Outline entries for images

--*--

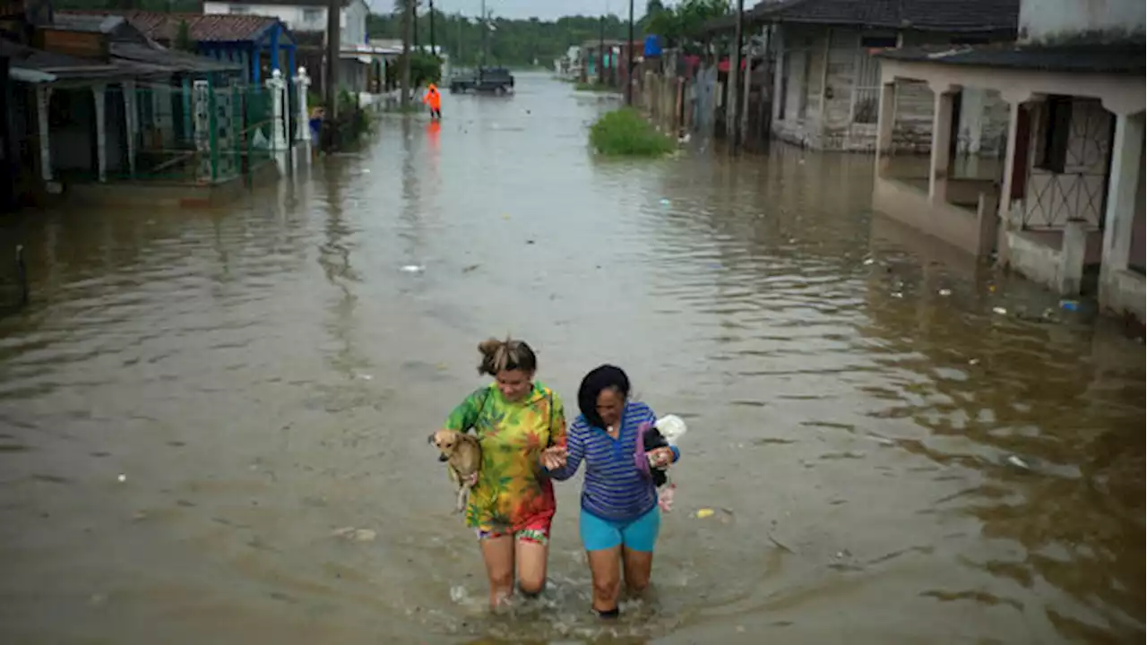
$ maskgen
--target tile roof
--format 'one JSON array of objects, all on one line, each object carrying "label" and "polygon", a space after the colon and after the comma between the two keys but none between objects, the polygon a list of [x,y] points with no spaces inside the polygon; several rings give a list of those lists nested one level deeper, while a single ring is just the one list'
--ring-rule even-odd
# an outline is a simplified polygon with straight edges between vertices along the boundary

--*--

• [EXERCISE OBJECTIVE]
Copy out the lines of every item above word for word, leaving out the pictures.

• [ANSWER]
$ maskgen
--target tile roof
--format 'one JSON array of objects, all on one line, each object carrying "label" and "polygon", a space after the colon and after the comma between the two keys but none between objects, the polygon a list of [x,y] points with no spaces inside the polygon; several rings give a list of those lists nested one level deeper, while a single ring is just the one list'
--ring-rule even-odd
# an outline is a simplified polygon with straight edges between vertices along the boundary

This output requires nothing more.